Interdisciplinary society on serendipity - and a new CAPS publication

Samantha, before we talk about the society, what exactly is serendipity?

The most general way to think about serendipity is as a fortunate, or happy, discovery that was made with a combination of luck and wisdom. The word is used to differentiate discoveries that might have involved chance, but that also required someone clever enough to notice their value. Another way to think of it is as finding something that you weren't looking for, but are glad you found.

You just got a paper accepted on this topic in Synthese, where you present your own preferred understanding of serendipity, what I like to call 'Copeland Serendipity'. Can you tell us a bit about that?

I focus on the role of 'epistemic expectations' in my research on serendipity: we recognize a discovery as both lucky and clever when it falls outside of the kinds of discoveries we expected to find. The relevant expectations can be about the kinds of knowledge that are out there, about the kinds of methods we can use to produce knowledge, or about the kinds of people who can be sources of new knowledge. When we make a serendipitous discovery, we are recognizing that our expectations were limited—hence our surprise.
####
- [WHAT THIS EXERCISE ASKS]
1. In the interview on serendipity, which journal accepted Samantha's paper on the topic?
2. Carry the interview on serendipity forward from its final sentence.
The records that follow were taken from a separate source and are unrelated to the interview on serendipity.

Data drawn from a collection
####
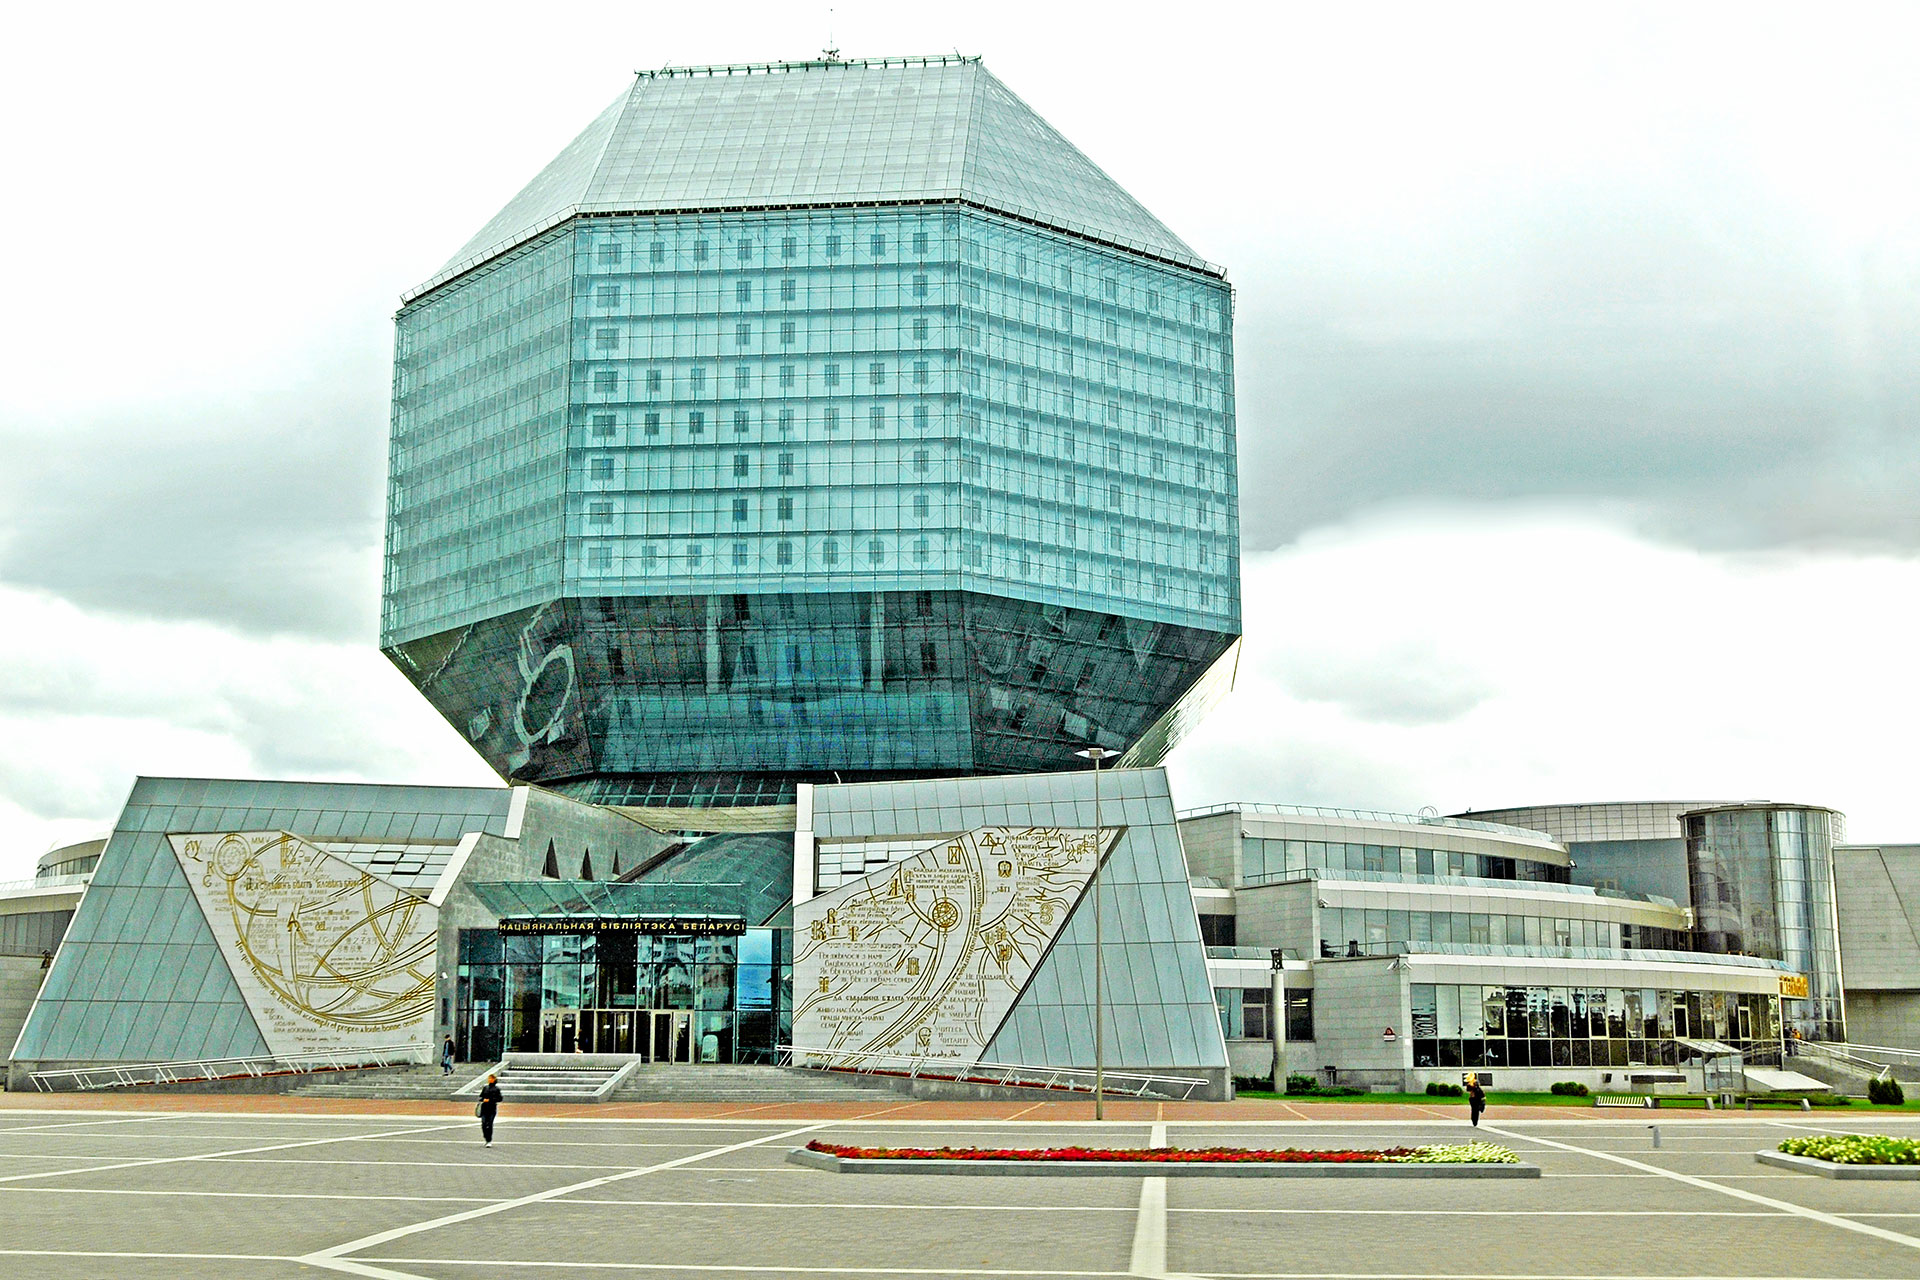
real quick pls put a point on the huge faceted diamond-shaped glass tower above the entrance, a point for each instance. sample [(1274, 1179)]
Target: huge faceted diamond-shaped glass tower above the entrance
[(813, 421)]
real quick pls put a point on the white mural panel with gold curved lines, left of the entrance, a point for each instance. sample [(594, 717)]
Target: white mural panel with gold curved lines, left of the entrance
[(325, 955)]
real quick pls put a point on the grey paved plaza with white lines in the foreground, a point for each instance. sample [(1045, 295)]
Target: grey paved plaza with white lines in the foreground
[(266, 1187)]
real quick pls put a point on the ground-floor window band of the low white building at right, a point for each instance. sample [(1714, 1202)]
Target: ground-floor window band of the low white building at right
[(1460, 1026)]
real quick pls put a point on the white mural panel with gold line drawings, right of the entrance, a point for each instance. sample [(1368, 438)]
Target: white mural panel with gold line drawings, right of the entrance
[(926, 957)]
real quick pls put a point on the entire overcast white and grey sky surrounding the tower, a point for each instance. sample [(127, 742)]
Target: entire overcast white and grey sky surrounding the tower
[(1579, 362)]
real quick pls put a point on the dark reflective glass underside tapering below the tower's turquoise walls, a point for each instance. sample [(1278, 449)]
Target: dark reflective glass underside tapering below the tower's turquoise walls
[(880, 682)]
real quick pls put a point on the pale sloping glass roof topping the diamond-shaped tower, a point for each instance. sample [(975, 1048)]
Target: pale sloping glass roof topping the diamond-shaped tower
[(825, 133)]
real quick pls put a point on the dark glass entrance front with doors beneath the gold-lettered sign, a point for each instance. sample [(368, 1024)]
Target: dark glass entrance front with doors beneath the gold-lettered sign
[(658, 997)]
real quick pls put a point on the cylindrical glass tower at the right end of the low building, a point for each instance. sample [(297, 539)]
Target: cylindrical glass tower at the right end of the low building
[(1764, 886)]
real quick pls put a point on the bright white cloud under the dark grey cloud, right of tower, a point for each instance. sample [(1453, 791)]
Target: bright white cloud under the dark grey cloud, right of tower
[(1481, 661)]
####
- [TASK-BY-TASK ANSWERS]
1. Synthese.

2.
When we start to focus on the role of these kinds of expectations, we can see that recognizing serendipity should have an impact on how we practice science. I explore some of these implications in the paper you mention, 'On serendipity in science: discovery at the intersection of chance and wisdom.' For one thing, recognizing that our expectations were limited is the same thing as expanding those expectations—so appreciating serendipity is like pushing the boundaries of knowledge outward.

I also talk about the importance of practices like transparency and sharing in a scientific community that wants to take advantage of serendipity—the more people who can access new knowledge, the more likely an unexpected, but valuable discovery will be made. In other words, unplanned discoveries are more likely to be made when people are part of a diverse network.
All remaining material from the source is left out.